JOB:
Pick out each line in the items below that contains the word "house", and copy those lines.

(Records from a data collection)
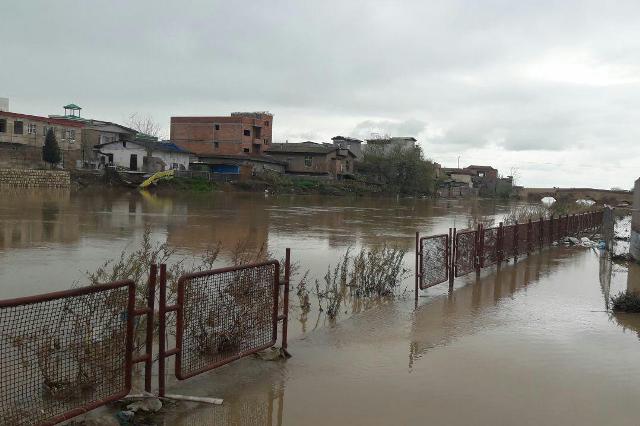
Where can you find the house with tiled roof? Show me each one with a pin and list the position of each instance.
(314, 159)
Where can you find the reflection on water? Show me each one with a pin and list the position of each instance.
(526, 343)
(536, 331)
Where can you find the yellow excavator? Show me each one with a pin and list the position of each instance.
(166, 175)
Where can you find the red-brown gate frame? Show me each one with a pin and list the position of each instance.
(420, 257)
(129, 359)
(179, 309)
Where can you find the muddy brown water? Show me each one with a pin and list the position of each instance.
(530, 343)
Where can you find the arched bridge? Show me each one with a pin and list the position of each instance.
(600, 196)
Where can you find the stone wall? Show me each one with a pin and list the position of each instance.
(34, 178)
(634, 246)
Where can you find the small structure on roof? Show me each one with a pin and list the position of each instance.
(72, 111)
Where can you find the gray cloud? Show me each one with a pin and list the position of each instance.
(463, 76)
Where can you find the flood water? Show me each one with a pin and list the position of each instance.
(530, 343)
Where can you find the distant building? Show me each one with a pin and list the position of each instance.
(352, 144)
(314, 159)
(239, 133)
(98, 132)
(143, 156)
(22, 138)
(487, 172)
(388, 145)
(459, 176)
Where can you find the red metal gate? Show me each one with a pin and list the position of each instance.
(465, 255)
(223, 315)
(489, 243)
(65, 353)
(434, 260)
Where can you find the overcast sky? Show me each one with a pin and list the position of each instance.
(548, 88)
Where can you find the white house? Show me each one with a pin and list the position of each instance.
(143, 156)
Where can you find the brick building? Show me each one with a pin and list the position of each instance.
(22, 138)
(239, 133)
(310, 158)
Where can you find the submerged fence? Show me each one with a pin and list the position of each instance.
(65, 353)
(442, 258)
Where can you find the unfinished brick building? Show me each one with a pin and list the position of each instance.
(239, 133)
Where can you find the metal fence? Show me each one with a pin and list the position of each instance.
(475, 249)
(434, 260)
(64, 353)
(223, 315)
(465, 252)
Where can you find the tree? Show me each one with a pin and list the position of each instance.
(144, 124)
(50, 150)
(401, 170)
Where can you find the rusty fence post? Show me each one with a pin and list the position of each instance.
(451, 252)
(151, 297)
(516, 241)
(417, 264)
(162, 324)
(479, 248)
(285, 303)
(500, 244)
(541, 233)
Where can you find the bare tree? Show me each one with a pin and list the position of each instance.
(145, 124)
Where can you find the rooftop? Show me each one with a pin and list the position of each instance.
(302, 147)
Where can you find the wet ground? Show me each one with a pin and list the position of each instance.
(530, 343)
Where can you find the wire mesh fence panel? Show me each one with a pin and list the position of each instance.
(509, 242)
(490, 247)
(224, 315)
(523, 239)
(434, 265)
(608, 227)
(64, 353)
(465, 252)
(547, 232)
(535, 235)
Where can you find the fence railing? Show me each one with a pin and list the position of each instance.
(65, 353)
(447, 256)
(223, 315)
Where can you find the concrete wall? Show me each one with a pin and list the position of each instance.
(34, 178)
(634, 245)
(18, 156)
(36, 138)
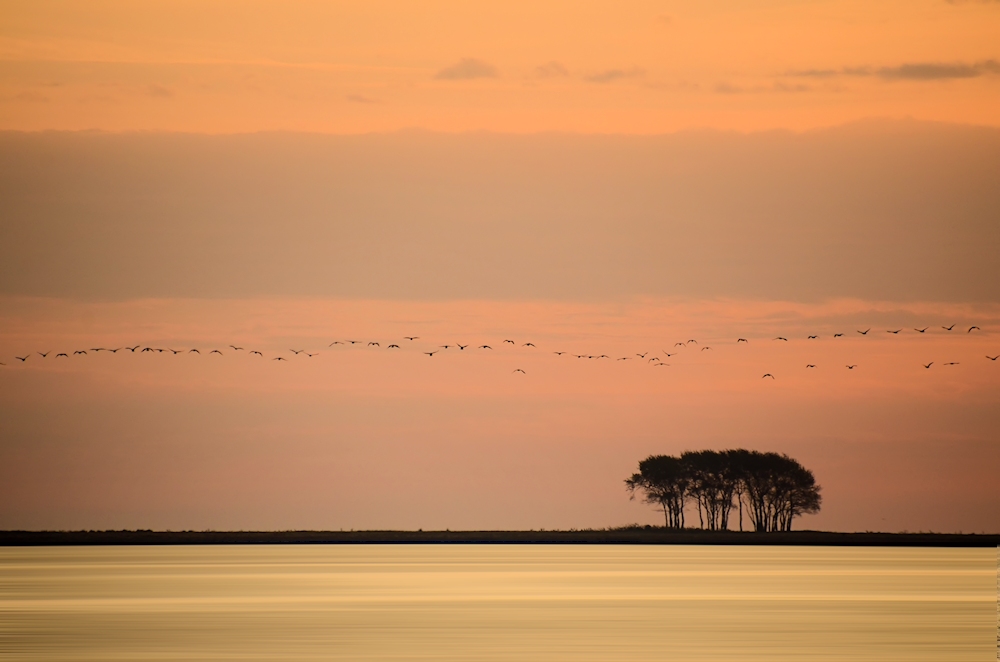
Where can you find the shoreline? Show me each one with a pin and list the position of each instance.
(584, 537)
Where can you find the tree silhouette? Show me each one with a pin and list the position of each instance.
(770, 489)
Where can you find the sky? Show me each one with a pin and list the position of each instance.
(591, 178)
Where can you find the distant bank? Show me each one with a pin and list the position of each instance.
(626, 536)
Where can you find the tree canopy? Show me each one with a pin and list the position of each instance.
(769, 489)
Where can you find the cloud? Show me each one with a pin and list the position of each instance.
(612, 75)
(467, 68)
(551, 70)
(910, 71)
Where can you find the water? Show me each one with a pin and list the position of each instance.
(497, 602)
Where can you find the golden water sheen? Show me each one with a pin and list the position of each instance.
(497, 602)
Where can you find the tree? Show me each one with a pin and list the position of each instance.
(771, 489)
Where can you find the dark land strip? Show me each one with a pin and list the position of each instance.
(626, 536)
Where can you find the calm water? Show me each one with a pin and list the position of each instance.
(496, 602)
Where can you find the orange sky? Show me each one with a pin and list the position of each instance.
(636, 67)
(595, 177)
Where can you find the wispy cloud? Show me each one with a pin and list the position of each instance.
(910, 71)
(612, 75)
(551, 70)
(467, 68)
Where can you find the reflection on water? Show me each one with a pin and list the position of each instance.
(496, 602)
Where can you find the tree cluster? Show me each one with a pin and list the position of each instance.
(768, 488)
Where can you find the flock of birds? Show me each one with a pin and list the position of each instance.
(655, 361)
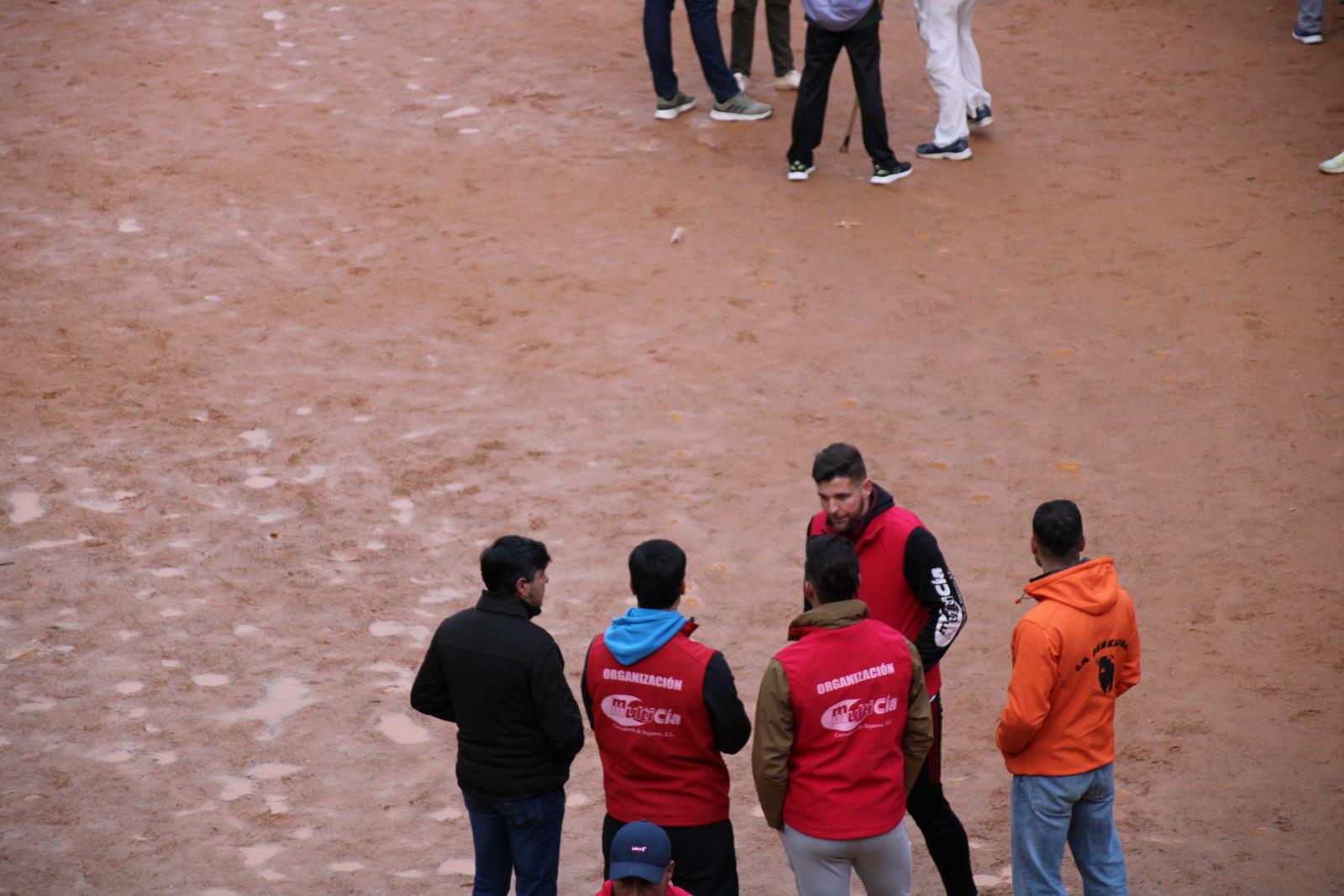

WRITTEN SOLUTION:
Where can you find the house with tiled roof? Show me each one with a pin and list the position of each instance.
Where can you find the white house? Show me each one with a pin and list the position of each instance.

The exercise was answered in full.